_Exercise material_:
§ §

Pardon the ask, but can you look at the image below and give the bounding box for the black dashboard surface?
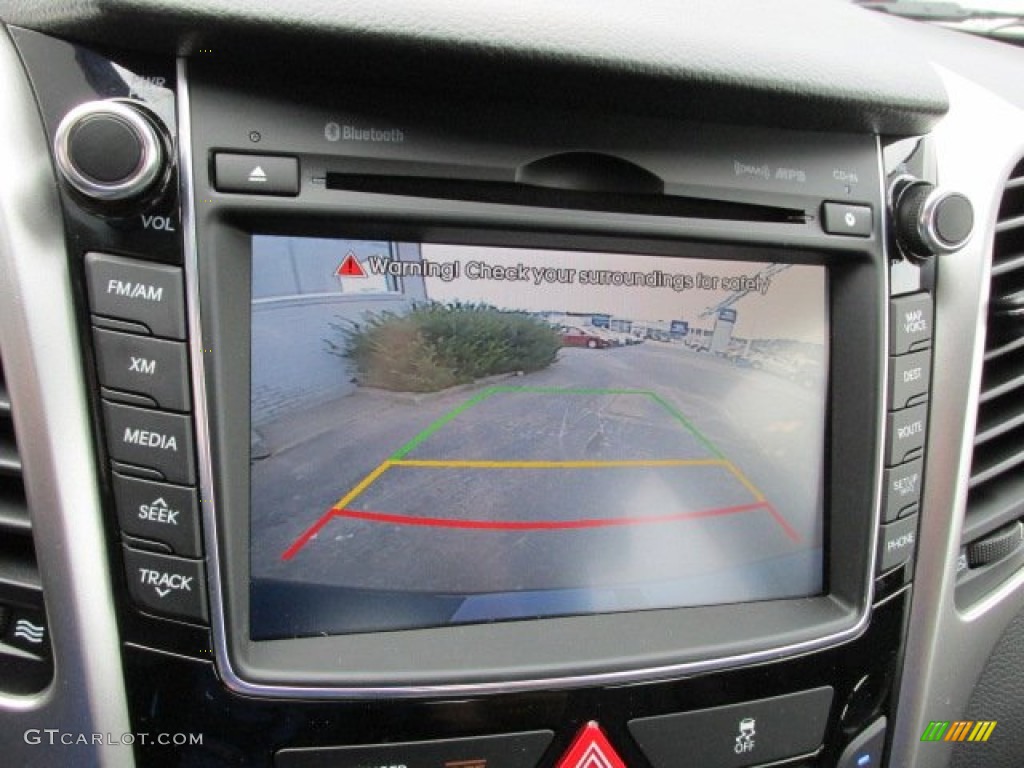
[0,0,947,133]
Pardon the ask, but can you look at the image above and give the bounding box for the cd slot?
[326,172,807,224]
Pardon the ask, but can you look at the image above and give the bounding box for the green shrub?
[328,302,561,392]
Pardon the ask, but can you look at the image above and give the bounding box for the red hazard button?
[557,721,626,768]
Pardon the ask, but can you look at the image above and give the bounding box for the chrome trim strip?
[53,99,164,201]
[177,58,889,699]
[0,27,134,767]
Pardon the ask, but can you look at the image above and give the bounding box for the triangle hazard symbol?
[557,721,626,768]
[334,251,367,278]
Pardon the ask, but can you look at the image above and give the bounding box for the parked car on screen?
[561,326,614,349]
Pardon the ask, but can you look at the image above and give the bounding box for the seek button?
[114,472,203,557]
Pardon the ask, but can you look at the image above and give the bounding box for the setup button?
[629,687,833,768]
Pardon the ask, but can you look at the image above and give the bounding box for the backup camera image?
[250,236,827,639]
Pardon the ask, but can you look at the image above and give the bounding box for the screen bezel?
[194,195,886,696]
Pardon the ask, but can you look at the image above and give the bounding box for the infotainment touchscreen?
[250,234,828,640]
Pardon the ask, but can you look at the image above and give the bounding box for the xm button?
[124,547,209,623]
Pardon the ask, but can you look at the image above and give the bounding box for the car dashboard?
[0,0,1024,768]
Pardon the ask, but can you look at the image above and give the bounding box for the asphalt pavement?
[252,342,824,604]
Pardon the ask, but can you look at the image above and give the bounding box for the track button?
[124,547,210,624]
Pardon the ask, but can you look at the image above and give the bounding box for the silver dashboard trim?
[0,28,134,767]
[184,58,889,699]
[890,66,1024,768]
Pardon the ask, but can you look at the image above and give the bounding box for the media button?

§ §

_What is needed_: Please return each line of the entries above that contains the word "hazard", copied in full. Case counts.

_Solution_:
Pardon the ask, but can you look at the image above and give the bounding box for the red hazard button?
Pardon the ask, but can you look at the image above and give the bounding box for the triangle hazard symbol?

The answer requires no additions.